_Stated problem_
Lay out the data below as a Markdown table with two columns, Row and Line. Give each non-blank line its own numbered row and leave blank lines out.

_Provided records_

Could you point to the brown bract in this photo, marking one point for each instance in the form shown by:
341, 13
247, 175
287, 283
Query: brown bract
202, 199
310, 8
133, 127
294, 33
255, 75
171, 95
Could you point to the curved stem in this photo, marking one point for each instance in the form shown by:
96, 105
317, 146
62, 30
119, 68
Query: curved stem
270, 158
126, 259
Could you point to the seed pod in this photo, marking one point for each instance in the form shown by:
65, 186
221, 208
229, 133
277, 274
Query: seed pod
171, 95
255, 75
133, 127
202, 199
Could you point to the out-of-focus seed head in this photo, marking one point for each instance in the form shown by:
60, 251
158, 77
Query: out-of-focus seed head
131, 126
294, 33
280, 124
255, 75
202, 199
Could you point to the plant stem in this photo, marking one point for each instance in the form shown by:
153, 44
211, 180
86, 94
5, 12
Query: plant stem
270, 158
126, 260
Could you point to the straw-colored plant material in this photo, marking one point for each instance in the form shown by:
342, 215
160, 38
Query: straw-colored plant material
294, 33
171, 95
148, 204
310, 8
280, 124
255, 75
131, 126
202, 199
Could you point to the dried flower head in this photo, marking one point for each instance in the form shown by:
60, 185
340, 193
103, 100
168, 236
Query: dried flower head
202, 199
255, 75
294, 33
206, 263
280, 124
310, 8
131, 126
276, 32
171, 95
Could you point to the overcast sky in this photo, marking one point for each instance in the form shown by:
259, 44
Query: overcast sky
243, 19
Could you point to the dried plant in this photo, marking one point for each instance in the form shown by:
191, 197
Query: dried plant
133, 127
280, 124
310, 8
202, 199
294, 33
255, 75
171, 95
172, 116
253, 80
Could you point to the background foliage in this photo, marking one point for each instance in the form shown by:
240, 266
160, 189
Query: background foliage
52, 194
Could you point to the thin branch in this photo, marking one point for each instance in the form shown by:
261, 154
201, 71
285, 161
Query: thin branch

_The solution_
| Row | Line |
|---|---|
| 1 | Could you point to the brown bract in this photo, marking one point for each instance in the form shown by: |
| 2 | 341, 13 |
| 3 | 247, 175 |
| 4 | 287, 283 |
| 5 | Query: brown bract |
| 6 | 202, 199 |
| 7 | 310, 8 |
| 8 | 133, 127 |
| 9 | 294, 33 |
| 10 | 255, 75 |
| 11 | 171, 95 |
| 12 | Could you point to the curved stem in this photo, marking one point for each instance in the form shown by: |
| 13 | 96, 105 |
| 14 | 317, 146 |
| 15 | 62, 30 |
| 16 | 119, 68 |
| 17 | Query: curved stem |
| 18 | 270, 158 |
| 19 | 126, 259 |
| 20 | Could you point to the seed pod in this photo, marking one point for each instance in the form shown by: |
| 21 | 65, 186 |
| 22 | 221, 208 |
| 23 | 229, 133 |
| 24 | 277, 274 |
| 25 | Query: seed pod |
| 26 | 171, 95 |
| 27 | 255, 75 |
| 28 | 133, 127 |
| 29 | 202, 199 |
| 30 | Could you point to the out-of-focus seed head in this photo, marking one point for each instance in the form shown by: |
| 31 | 60, 251 |
| 32 | 158, 77 |
| 33 | Query: out-of-focus seed head |
| 34 | 131, 126 |
| 35 | 294, 33 |
| 36 | 280, 124 |
| 37 | 255, 75 |
| 38 | 202, 199 |
| 39 | Could you point to the plant stem in this photo, marking one point for each instance in the form shown by: |
| 40 | 153, 44 |
| 41 | 211, 180 |
| 42 | 86, 94 |
| 43 | 5, 12 |
| 44 | Query: plant stem |
| 45 | 270, 158 |
| 46 | 126, 260 |
| 47 | Could you point to the straw-colored plant material in this photo, marking one point for each instance in the form shown by: |
| 48 | 342, 215 |
| 49 | 160, 38 |
| 50 | Query: straw-colored plant material |
| 51 | 294, 33 |
| 52 | 171, 95 |
| 53 | 148, 204 |
| 54 | 310, 8 |
| 55 | 280, 124 |
| 56 | 255, 75 |
| 57 | 131, 126 |
| 58 | 202, 199 |
| 59 | Could you point to the dried flower head in this photo, marking one point for each instance in the form shown by: |
| 60 | 60, 185 |
| 61 | 340, 193 |
| 62 | 103, 100 |
| 63 | 168, 236 |
| 64 | Query: dried flower head |
| 65 | 202, 199 |
| 66 | 255, 75 |
| 67 | 294, 33 |
| 68 | 206, 263 |
| 69 | 280, 124 |
| 70 | 310, 8 |
| 71 | 131, 126 |
| 72 | 276, 32 |
| 73 | 171, 95 |
| 74 | Could you point to the overcast sky in this photo, marking one point for each instance in the form shown by: |
| 75 | 259, 44 |
| 76 | Query: overcast sky |
| 77 | 243, 19 |
| 78 | Could you point to the dried plant in this photo, marking one point for each instance in the form shown by: |
| 79 | 191, 197 |
| 80 | Query: dried plant |
| 81 | 133, 127 |
| 82 | 280, 124 |
| 83 | 310, 8 |
| 84 | 202, 199 |
| 85 | 294, 33 |
| 86 | 255, 75 |
| 87 | 171, 95 |
| 88 | 172, 116 |
| 89 | 253, 80 |
| 90 | Could you point to the background foliage in this photo, marking one point for each instance in the form shown by: |
| 91 | 240, 266 |
| 92 | 160, 189 |
| 93 | Query: background foliage |
| 94 | 52, 194 |
| 95 | Could you point to the thin branch in this photo, marking one point for each instance in the form shown by: |
| 96 | 261, 154 |
| 97 | 201, 71 |
| 98 | 285, 161 |
| 99 | Query: thin branch |